▶ [Given text]:
________________

Riefenstahl - Reform Magazine
Directed by Andres Veiel
Certificate 15
115 minutes
Released 9 May
There is something deeply depressing about the fact that one of the most talented female film directors who ever lived is also without a doubt also one of the most troubling. Leni Riefenstahl (1902-2003) is best known today for the documentaries Triumph of the Will (1935) and Olympia (1938), the first a record of the Nazi Party’s Nuremberg Rally, the second of the 1936 Olympics in Berlin. Both eulogise large scale spectacle, with Olympia in particular celebrating the human body as it undergoes the rigour of sports disciplines. Both celebrate victory, superiority, dominance.
Riefenstahl lived to the ripe old age of 101, claiming over the years that she was an artist who happened to fall in with the Third Reich by dint of birthplace and time; she didn’t really understand what that regime was doing and simply got on with making the films that she made under their patronage.
There have been documentaries about her before, yet what makes this one different is that following the death of her partner Horst Kettner in 2016, Riefenstahl’s personal archive, some 700 boxes, was transferred to the Prussian Cultural Heritage Foundation in Berlin. The producer and former journalist Sandra Maischberger was given access to the archive.

________________

▶ [Dataset excerpts]:

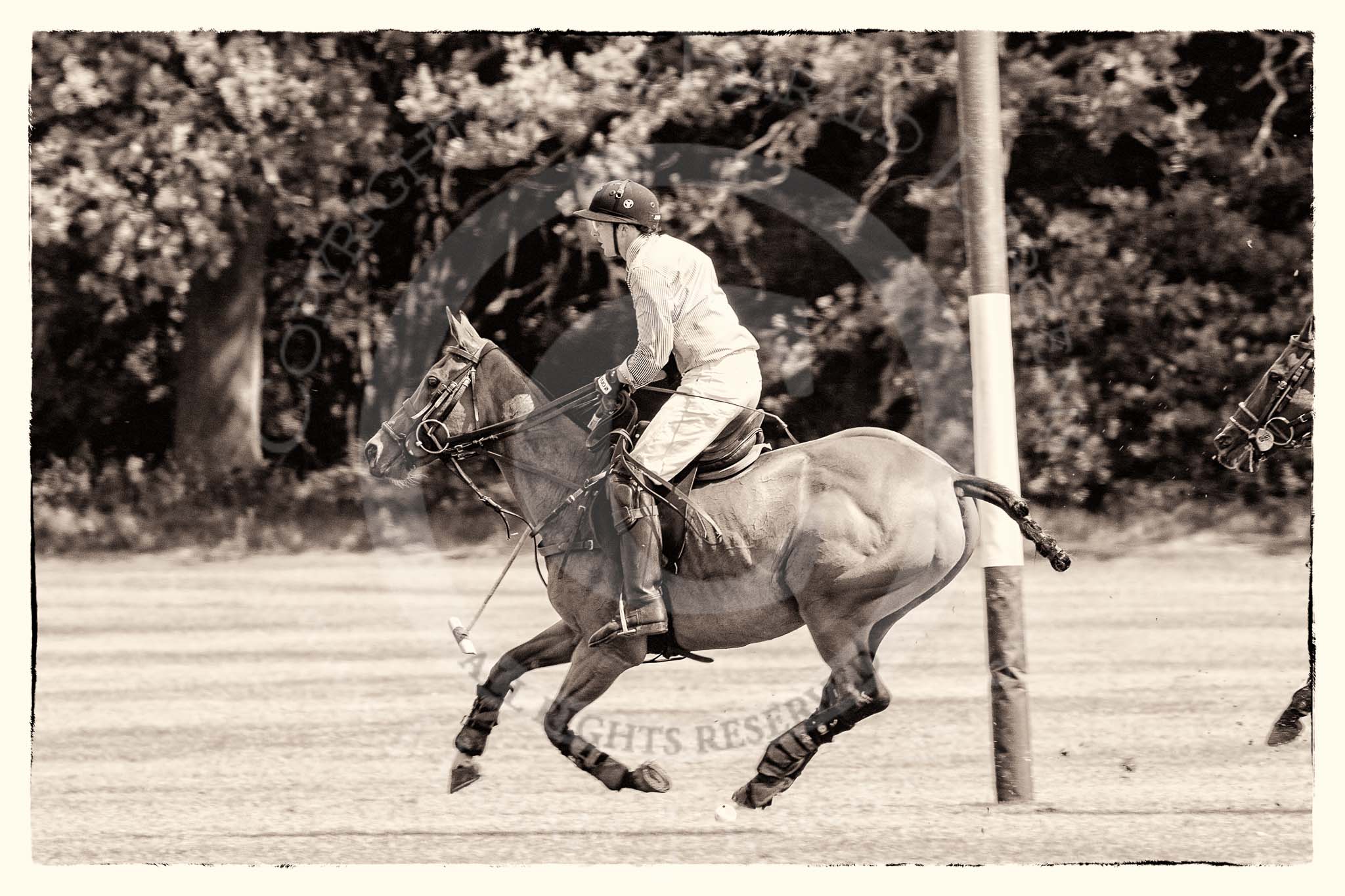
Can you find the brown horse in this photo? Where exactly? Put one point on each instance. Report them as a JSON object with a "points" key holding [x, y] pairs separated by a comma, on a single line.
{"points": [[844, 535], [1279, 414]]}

________________

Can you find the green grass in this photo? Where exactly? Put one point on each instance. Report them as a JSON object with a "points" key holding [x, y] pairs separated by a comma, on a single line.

________________

▶ [Work required]: Continue the review of the Riefenstahl documentary from the point where it stops.

▶ [Output for this task]:
Maischberger had conducted the last interview with Riefenstahl before her death, and was left with the impression of a performer promoting an image of herself she had come to believe. Maischberger became obsessed with the idea that the 700 boxes might tell a very different story, and reveal the real artist and her complicity with the Nazis.
The director Andres Veiel, who previously made the artist documentary Beuys (2017), here confirms his reputation for intensive research and effectively marshalling teams of editors to get to grips with personal archives and those who put them together.
‘Fake news’ is prevalent today and we need to identify it and point it out, as and when it frequently occurs. Fascism is on the rise in various territories worldwide. Leni Riefenstahl can be seen as an early practitioner and manipulator of such ideas. This challenging documentary is a helpful guide, its lessons from the last century providing tools to deal with equally troublesome, present day figures on the far right and the damaging myths that they peddle.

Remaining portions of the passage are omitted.